Instruction: Pull out every line of the data below that contains the string "pumpkin", treating uppercase and lowercase letters as different.

Entries:
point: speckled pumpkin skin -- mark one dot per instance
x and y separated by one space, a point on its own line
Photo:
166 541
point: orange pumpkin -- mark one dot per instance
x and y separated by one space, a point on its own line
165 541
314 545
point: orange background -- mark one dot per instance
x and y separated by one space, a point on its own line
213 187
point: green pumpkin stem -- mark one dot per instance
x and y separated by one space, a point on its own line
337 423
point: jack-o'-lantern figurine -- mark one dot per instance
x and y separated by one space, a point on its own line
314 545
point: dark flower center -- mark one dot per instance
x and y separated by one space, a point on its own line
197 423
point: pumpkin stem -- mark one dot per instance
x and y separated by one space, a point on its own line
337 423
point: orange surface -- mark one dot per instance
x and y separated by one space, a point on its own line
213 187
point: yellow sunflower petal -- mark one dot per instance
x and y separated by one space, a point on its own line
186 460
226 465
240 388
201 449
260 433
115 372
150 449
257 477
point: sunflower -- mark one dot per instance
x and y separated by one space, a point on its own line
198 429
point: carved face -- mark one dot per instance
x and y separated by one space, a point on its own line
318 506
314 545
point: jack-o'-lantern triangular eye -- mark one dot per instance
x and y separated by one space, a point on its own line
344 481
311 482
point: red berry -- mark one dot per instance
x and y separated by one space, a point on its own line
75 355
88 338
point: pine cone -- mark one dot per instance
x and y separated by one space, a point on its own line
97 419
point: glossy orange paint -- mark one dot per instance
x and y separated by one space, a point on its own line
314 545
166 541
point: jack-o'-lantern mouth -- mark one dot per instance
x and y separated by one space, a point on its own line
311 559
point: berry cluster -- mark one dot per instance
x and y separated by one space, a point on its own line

--

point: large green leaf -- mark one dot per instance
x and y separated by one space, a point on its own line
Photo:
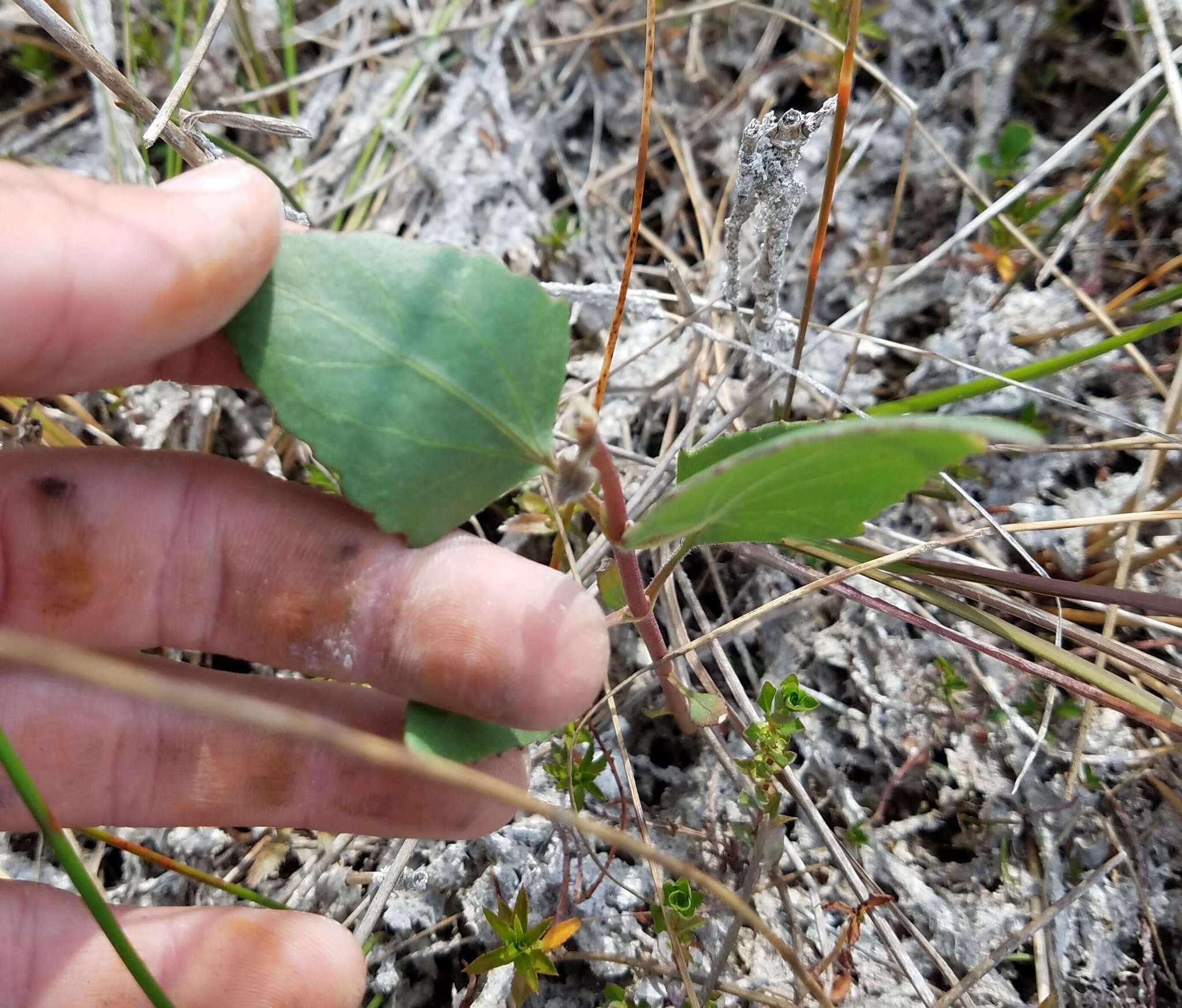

Finished exercise:
point: speckled pumpkin skin -- mark one dot per instance
point: orange pumpkin -- mark one dot per instance
point: green pumpkin stem -- mark one dot per instance
point: pumpkin stem -- mark one dot per instance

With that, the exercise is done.